Task objective: Write out the whole listing exactly as it stands.

Data lines:
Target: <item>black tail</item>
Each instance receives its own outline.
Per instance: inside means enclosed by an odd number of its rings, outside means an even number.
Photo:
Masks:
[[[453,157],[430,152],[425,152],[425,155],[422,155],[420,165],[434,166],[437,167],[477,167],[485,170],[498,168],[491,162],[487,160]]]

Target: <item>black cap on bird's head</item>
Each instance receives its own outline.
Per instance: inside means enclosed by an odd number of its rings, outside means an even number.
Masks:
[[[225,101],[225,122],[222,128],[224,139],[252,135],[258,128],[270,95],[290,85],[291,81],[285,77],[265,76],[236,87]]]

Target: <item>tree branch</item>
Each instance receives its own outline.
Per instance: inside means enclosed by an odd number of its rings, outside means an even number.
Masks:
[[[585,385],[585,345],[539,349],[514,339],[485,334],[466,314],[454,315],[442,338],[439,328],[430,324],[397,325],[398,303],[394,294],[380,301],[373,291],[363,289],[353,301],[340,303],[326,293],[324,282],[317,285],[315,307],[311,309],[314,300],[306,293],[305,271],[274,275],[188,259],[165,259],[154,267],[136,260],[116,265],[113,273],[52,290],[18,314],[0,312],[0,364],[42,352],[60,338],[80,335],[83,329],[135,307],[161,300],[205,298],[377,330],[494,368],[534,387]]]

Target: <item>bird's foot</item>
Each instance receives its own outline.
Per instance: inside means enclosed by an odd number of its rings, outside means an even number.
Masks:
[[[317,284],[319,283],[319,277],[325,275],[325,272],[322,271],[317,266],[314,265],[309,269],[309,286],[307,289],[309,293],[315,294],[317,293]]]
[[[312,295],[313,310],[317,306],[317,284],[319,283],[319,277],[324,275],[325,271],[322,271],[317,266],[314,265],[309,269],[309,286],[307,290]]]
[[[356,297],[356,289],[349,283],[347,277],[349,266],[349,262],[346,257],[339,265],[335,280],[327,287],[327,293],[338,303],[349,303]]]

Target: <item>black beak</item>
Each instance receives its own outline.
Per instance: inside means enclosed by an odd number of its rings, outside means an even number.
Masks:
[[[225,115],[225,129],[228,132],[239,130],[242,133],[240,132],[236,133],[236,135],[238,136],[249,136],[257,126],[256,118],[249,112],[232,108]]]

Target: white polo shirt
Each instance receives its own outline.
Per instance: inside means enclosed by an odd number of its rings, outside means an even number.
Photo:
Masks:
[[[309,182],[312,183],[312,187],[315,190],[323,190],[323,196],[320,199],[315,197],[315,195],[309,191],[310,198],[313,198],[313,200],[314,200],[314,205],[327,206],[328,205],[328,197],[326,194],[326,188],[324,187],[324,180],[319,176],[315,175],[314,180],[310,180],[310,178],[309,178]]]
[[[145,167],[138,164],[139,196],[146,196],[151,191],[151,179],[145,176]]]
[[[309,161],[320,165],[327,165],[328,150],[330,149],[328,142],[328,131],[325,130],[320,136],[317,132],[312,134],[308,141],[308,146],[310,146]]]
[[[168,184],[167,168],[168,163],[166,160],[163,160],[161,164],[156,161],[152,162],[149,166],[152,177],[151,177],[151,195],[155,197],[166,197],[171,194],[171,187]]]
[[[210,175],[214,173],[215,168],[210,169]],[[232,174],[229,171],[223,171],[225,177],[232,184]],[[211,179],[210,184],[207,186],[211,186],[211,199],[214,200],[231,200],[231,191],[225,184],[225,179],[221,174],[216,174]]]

Response:
Target: <item>black tail</item>
Each instance receives its own outline.
Per instance: inside means enclosed by an odd number of its rings, outside means an even number.
Photo:
Masks:
[[[453,157],[430,152],[425,152],[425,155],[422,155],[420,165],[434,166],[437,167],[477,167],[485,170],[498,168],[491,162],[487,160]]]

Target: <item>black cap on bird's head</item>
Each instance receives its own outline.
Per instance: inside means enclosed by an odd number of its rings, outside means an even number.
Masks:
[[[225,101],[225,122],[222,128],[224,139],[252,135],[258,128],[270,95],[290,85],[291,81],[285,77],[265,76],[236,87]]]

Target: <item>tree branch</item>
Each instance receives its own outline.
Per instance: inside means enclosed by an odd number of its rings, outside means an even number.
Masks:
[[[585,385],[585,345],[539,349],[514,339],[485,334],[466,314],[454,315],[442,338],[439,328],[430,324],[397,325],[398,303],[394,294],[380,301],[373,291],[363,289],[353,301],[340,303],[326,293],[324,282],[317,285],[315,307],[311,309],[314,300],[306,293],[305,271],[274,275],[188,259],[165,259],[154,267],[136,260],[116,265],[113,273],[52,290],[18,314],[0,312],[0,364],[42,352],[60,338],[80,335],[83,329],[135,307],[161,300],[205,298],[377,330],[494,368],[534,387]]]

Target: <item>bird's foot</item>
Each instance receives its own outline.
Per instance: inside means enclosed by an odd number of its rings, outside means an even number.
Masks:
[[[317,284],[319,283],[319,277],[325,275],[325,272],[322,271],[317,266],[314,265],[309,269],[309,286],[307,289],[309,293],[315,294],[317,293]]]
[[[312,295],[313,310],[317,306],[317,284],[319,283],[319,277],[324,275],[325,271],[322,271],[317,266],[314,265],[309,269],[309,286],[307,290]]]
[[[356,297],[356,289],[349,283],[347,277],[349,266],[349,262],[346,257],[339,265],[335,280],[327,287],[327,293],[338,303],[349,303]]]

Target: <item>black beak</item>
Each instance receives its own outline.
Per instance: inside means enclosed by an odd number of its rings, outside means an even number.
Masks:
[[[225,115],[225,129],[228,132],[239,130],[242,133],[240,132],[236,133],[236,135],[238,136],[249,136],[257,126],[256,118],[249,112],[232,108]]]

Target: white polo shirt
Each instance receives its own outline.
Per instance: inside means enclosed by an odd number of its rings, outside means an even number.
Photo:
Masks:
[[[309,182],[312,183],[312,187],[315,190],[323,190],[323,196],[320,199],[315,197],[315,195],[309,191],[310,198],[313,198],[313,200],[314,200],[314,205],[327,206],[328,205],[328,197],[326,194],[326,188],[324,187],[324,180],[319,176],[315,175],[314,180],[310,180],[310,178],[309,178]]]
[[[145,167],[138,164],[139,196],[146,196],[151,191],[151,179],[145,176]]]
[[[309,161],[320,165],[327,165],[328,150],[330,149],[328,142],[328,131],[325,130],[320,136],[317,132],[312,134],[308,141],[308,146],[310,146]]]
[[[168,184],[167,168],[168,163],[166,160],[163,160],[161,164],[156,161],[152,162],[149,166],[152,177],[151,177],[151,195],[155,197],[166,197],[171,194],[171,187]]]
[[[210,175],[214,173],[215,168],[210,169]],[[232,174],[229,171],[223,171],[225,177],[232,184]],[[211,179],[210,184],[207,186],[211,186],[211,199],[214,200],[231,200],[231,191],[225,184],[225,179],[221,174],[216,174]]]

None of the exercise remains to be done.